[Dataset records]
- - - - -

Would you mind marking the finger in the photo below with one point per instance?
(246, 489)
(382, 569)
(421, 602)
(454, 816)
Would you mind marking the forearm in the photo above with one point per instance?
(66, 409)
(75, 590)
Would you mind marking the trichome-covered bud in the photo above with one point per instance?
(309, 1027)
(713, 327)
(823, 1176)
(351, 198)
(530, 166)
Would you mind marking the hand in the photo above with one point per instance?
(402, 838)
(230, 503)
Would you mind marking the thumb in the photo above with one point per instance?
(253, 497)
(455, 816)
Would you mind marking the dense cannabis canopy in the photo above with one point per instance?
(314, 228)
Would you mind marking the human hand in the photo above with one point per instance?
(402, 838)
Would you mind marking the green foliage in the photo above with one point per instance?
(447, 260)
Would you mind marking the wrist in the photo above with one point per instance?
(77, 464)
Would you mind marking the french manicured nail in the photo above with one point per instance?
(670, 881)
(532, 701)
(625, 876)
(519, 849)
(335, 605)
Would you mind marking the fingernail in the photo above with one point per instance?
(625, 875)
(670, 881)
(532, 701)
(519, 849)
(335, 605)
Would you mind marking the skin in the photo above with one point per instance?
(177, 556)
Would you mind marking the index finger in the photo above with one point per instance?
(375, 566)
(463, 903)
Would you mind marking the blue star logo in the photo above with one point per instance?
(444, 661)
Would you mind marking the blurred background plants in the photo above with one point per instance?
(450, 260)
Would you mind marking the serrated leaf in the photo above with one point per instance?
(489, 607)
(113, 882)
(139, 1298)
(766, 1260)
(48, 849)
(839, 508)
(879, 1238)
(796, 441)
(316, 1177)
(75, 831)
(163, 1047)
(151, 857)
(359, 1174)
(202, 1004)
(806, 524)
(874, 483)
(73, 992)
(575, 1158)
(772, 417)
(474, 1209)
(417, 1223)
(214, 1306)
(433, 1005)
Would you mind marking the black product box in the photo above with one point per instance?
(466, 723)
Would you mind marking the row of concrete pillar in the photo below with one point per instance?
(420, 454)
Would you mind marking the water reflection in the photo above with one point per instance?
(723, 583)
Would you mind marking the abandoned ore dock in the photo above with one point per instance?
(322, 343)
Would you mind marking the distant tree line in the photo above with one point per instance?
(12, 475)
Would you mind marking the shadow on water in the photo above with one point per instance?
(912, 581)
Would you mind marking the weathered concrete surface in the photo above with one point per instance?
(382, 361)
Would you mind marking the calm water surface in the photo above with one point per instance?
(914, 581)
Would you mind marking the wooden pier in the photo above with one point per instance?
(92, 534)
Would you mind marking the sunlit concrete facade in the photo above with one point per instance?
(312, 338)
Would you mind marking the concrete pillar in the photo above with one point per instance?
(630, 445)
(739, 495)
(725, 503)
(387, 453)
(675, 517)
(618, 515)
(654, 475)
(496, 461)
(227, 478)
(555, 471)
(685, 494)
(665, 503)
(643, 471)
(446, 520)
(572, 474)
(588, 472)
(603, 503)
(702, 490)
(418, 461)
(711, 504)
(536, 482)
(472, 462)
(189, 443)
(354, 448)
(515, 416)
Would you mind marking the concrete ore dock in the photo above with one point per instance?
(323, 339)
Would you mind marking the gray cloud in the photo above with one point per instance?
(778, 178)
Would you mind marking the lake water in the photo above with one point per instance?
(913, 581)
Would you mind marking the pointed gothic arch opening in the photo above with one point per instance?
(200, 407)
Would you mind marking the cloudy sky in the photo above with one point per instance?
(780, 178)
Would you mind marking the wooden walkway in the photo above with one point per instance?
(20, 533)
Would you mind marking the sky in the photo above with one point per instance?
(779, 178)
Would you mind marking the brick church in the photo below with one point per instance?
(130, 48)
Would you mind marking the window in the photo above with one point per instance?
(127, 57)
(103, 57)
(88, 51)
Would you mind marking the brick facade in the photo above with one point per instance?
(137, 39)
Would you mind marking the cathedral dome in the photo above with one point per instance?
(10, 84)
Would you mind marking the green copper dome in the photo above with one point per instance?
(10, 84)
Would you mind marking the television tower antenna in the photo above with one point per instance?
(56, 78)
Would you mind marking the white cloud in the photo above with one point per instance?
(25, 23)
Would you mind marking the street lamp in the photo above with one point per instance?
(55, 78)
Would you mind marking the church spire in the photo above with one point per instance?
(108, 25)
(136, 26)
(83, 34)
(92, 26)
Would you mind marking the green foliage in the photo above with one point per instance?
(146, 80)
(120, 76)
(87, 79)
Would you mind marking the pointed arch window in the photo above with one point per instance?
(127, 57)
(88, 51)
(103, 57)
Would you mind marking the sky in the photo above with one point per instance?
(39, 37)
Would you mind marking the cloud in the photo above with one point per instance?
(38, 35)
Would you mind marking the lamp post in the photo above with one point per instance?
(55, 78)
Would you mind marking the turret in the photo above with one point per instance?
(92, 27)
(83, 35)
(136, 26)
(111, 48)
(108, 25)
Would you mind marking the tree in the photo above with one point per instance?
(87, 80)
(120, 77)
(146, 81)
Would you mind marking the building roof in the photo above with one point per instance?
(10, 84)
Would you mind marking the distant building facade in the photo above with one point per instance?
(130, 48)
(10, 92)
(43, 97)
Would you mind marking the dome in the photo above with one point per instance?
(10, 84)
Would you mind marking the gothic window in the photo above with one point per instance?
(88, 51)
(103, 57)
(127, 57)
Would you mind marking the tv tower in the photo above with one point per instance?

- - - - -

* _THE TASK_:
Each entry shown above should be copied out exactly.

* _EXPECTED ANSWER_:
Would you mind marking the finger in the photo below with one point per instance?
(246, 489)
(382, 569)
(421, 602)
(454, 816)
Would you mind marking the forearm in the photo above with one point per instance?
(66, 409)
(75, 590)
Would you mind marking the trichome-covered bud in the photo above with one point per instance?
(309, 1027)
(713, 327)
(823, 1176)
(351, 198)
(530, 166)
Would you mind marking the hand in the photo above with one point per instance?
(402, 838)
(230, 503)
Would you mind marking the thumb in the photo above with one point per instance?
(253, 497)
(455, 816)
Would you mind marking the dense cannabis canopy in the photo above with one point per instance?
(314, 228)
Would you mind marking the human hand in the photo above with one point per instance?
(402, 838)
Would you mind marking the green foliage in the photo above with one point per instance?
(447, 260)
Would you mind marking the wrist in the photo above with one point per instance?
(77, 464)
Would you mind marking the french manicured nail in the photo above with one point per instance?
(670, 881)
(532, 701)
(625, 876)
(519, 849)
(335, 605)
Would you mind marking the fingernail in the photo above with one point per instance?
(625, 875)
(670, 881)
(532, 701)
(519, 849)
(335, 605)
Would you mind marking the skin in the photo above with one point per instance?
(177, 556)
Would you mind marking the index finger in the photo above with one point per instance?
(375, 566)
(463, 903)
Would you mind marking the blue star logo in the photo above with one point per instance?
(444, 661)
Would you mind marking the blurred background plants in the photo above with one point per instance?
(450, 260)
Would you mind marking the serrated leaf in the photo above with one point per instance?
(489, 607)
(113, 882)
(139, 1298)
(766, 1260)
(48, 849)
(839, 508)
(879, 1238)
(796, 441)
(316, 1177)
(75, 831)
(163, 1047)
(151, 857)
(359, 1174)
(202, 1004)
(806, 524)
(874, 483)
(73, 992)
(575, 1158)
(772, 417)
(474, 1209)
(417, 1223)
(214, 1306)
(433, 1005)
Would you mind marking the black product box in the photo above with one point per instance?
(466, 723)
Would you mind marking the row of concrete pillar in the photo below with one point per instance?
(420, 454)
Would you mind marking the water reflection in the photo above with one point per instance?
(723, 583)
Would you mind marking the abandoned ore dock in the photo above with one point per instance?
(322, 343)
Would you mind marking the distant tree line in the photo above with one point per instance?
(12, 475)
Would you mind marking the shadow on water in the photo above with one point per instance?
(912, 581)
Would you mind marking the weathered concrete surface in the photo above with one point per instance?
(382, 361)
Would you mind marking the calm water surface in the photo above with one point per instance?
(914, 581)
Would you mind marking the wooden pier in the photo above with one point per instance?
(92, 534)
Would you mind marking the sunlit concrete facade in the photo above with one point per instance?
(312, 338)
Would you mind marking the concrete pillar in the photo above with one point per instance?
(630, 445)
(739, 495)
(725, 503)
(387, 453)
(675, 517)
(618, 515)
(654, 475)
(496, 461)
(227, 478)
(555, 471)
(685, 494)
(665, 503)
(643, 471)
(446, 520)
(572, 474)
(588, 472)
(603, 503)
(702, 490)
(418, 461)
(711, 504)
(536, 482)
(472, 462)
(189, 443)
(354, 448)
(515, 416)
Would you mind marking the concrete ore dock in the photo above with one point per instance?
(323, 339)
Would you mind marking the gray cloud in the photo above with one point per instance?
(778, 178)
Would you mind marking the lake water in the photo above with one point per instance?
(913, 581)
Would you mind marking the pointed gothic arch opening in the photo above with one point per instance?
(200, 407)
Would you mind marking the cloudy sky in the photo above with one point per instance?
(780, 178)
Would you mind marking the wooden walkway in the photo above with one point per instance?
(20, 533)
Would you mind marking the sky in the photo above with one point per instance?
(779, 178)
Would you mind marking the brick church in the photo below with one point per instance?
(130, 48)
Would you mind marking the window in the photo above with one point per instance?
(127, 57)
(103, 57)
(88, 51)
Would you mind marking the brick facade in the photo above with one point per instance?
(137, 39)
Would you mind marking the cathedral dome in the photo above with one point per instance?
(10, 84)
Would you mind marking the green copper dome in the photo above with one point per instance?
(10, 84)
Would you mind marking the television tower antenna in the photo above with one point per instance?
(56, 78)
Would you mind marking the white cloud in the photo above with one point per instance?
(25, 23)
Would you mind marking the street lamp in the photo above with one point per instance?
(55, 78)
Would you mind marking the church spire in the photo above with one point per instance?
(108, 25)
(136, 26)
(83, 34)
(92, 26)
Would you mind marking the green foliage in the photo above with one point per instance?
(146, 80)
(120, 76)
(87, 79)
Would you mind marking the pointed arch window in the photo above with one point per instance?
(127, 57)
(88, 51)
(103, 57)
Would you mind marking the sky in the photo above with one point per instance?
(39, 37)
Would you mind marking the cloud in the photo above with one point per instance?
(38, 35)
Would you mind marking the lamp post in the photo above with one point per instance?
(55, 78)
Would you mind marking the turret in the photo above with one point per instance?
(92, 27)
(83, 35)
(136, 26)
(111, 48)
(108, 25)
Would you mind marking the tree in the photo above with one point per instance?
(87, 80)
(120, 77)
(146, 81)
Would you mind marking the building roof in the photo above with one point per instance?
(10, 84)
Would you mind marking the distant building facade in the photo above with one point per instance?
(130, 48)
(10, 92)
(43, 97)
Would you mind marking the dome in the photo above with one point per instance?
(10, 84)
Would you mind marking the gothic window in the photo above with one point per instance?
(88, 51)
(103, 57)
(127, 57)
Would you mind marking the tv tower in the photo above with one point per instance?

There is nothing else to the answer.